Contrary to the above-described characteristics, data-stream-based applications and systems require processing queries and mining patterns over continuously evolving data in real time, thus involving the need for innovative models and algorithms for representing, querying, and mining data streams. As a consequence, there is a stringent need for designing and developing the so-called data-stream management system (DSMS), that is, a system that efficiently supports representation, indexing, query, and mining functionalities over data streams by overcoming the limitations of traditional DBMS.

Key Terms in this Chapter

Query Optimizer: The DBMS component devoted to optimize, based on relational algebra rules, the input query in order to find the optimal query plan with respect to spatial and temporal constraints.

Continuous Query: Query defined over the flooding data stream and producing in output a stream of answers.

Time Window: A fixed interval of time when the data stream is processed for query and mining purposes.

Data-Stream Pattern: A repetitive, regular sequence of items of the data stream.

Selectivity of a Query: The number of tuples involved by evaluating the query.

Predicate of a Query: The condition expressed by the query in its where clause.

Data Stream: An unconventional information source that produces unbounded, continuously flooding data.

On-Time Query: Query defined over a fixed temporal snapshot of the data stream.

Time Stamp: The time instant related to a stream reading and reporting the (absolute) time in which the reading was produced.

Reading: The point value produced by a stream source.

» **RAW RECORDS**

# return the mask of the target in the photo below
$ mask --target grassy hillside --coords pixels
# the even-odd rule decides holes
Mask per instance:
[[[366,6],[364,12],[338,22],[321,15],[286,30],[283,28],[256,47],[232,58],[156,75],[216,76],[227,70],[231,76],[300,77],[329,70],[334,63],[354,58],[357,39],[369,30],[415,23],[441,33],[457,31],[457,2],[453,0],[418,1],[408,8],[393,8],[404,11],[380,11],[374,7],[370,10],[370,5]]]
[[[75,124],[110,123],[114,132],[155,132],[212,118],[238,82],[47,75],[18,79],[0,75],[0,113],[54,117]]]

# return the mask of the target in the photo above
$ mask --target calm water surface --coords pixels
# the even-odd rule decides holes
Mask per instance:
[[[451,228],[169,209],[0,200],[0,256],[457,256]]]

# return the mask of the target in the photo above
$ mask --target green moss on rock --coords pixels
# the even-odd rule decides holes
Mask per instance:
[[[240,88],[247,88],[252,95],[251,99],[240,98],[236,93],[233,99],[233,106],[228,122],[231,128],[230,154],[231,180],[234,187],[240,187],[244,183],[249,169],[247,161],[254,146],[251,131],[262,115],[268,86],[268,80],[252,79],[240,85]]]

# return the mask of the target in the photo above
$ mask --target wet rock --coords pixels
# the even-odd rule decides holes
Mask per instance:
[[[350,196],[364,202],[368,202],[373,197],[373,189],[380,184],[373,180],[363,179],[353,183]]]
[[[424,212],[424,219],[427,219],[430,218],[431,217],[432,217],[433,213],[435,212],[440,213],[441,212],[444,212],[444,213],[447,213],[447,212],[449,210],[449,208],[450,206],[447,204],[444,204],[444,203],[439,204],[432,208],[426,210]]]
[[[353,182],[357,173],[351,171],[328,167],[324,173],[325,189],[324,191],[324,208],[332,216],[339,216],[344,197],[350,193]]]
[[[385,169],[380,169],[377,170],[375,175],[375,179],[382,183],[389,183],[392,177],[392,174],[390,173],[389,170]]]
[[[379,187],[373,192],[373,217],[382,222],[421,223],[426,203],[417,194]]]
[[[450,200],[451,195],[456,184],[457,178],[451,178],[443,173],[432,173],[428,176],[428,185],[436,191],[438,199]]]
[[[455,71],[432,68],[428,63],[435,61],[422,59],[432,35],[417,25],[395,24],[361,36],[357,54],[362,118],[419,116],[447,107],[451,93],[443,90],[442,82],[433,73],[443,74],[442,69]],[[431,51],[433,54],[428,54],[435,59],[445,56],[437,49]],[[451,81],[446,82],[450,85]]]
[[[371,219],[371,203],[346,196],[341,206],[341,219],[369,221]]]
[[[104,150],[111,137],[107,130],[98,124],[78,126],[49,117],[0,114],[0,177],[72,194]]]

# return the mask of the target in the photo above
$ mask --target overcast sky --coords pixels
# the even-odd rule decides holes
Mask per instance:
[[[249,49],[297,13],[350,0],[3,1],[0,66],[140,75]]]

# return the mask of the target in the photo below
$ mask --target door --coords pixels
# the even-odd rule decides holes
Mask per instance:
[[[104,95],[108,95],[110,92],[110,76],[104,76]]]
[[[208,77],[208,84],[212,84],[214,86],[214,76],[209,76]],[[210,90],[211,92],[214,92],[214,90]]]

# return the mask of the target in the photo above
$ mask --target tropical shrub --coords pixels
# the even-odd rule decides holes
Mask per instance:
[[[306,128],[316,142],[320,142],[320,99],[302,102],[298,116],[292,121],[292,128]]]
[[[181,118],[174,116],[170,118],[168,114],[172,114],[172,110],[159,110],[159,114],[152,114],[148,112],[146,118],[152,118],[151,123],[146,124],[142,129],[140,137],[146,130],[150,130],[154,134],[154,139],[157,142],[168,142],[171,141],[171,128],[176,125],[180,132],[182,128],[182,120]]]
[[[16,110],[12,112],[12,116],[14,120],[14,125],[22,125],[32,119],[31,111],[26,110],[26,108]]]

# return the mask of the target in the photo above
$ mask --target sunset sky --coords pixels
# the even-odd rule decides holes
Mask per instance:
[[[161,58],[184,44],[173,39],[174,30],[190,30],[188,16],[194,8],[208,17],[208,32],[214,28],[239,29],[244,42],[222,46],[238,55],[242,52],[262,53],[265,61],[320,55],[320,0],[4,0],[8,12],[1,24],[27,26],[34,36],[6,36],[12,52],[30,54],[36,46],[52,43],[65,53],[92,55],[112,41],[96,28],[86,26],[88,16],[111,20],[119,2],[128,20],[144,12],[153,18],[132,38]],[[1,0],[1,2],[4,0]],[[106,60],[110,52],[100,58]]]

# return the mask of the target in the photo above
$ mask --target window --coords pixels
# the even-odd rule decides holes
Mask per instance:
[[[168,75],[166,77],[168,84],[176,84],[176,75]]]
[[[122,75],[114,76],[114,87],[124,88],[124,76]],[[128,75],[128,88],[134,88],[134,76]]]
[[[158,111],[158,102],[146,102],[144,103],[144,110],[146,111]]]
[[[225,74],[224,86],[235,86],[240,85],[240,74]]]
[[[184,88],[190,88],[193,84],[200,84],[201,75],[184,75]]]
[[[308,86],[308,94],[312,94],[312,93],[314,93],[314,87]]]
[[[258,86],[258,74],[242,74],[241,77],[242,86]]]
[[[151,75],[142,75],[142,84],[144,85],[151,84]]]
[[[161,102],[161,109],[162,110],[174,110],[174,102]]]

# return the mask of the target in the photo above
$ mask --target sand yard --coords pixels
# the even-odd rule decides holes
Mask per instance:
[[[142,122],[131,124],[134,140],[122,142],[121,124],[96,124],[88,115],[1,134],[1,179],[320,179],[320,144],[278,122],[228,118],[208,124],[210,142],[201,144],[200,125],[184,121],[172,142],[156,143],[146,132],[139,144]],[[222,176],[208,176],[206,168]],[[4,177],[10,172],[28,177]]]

» **TO DO**
A – In the data-stream text, list every defined key term whose name contains the word "Query".
B – According to the data-stream text, what does a time stamp report?

» **COMPLETE ANSWERS**
A – Query Optimizer, Continuous Query, Selectivity of a Query, Predicate of a Query, On-Time Query

B – The absolute time in which a stream reading was produced.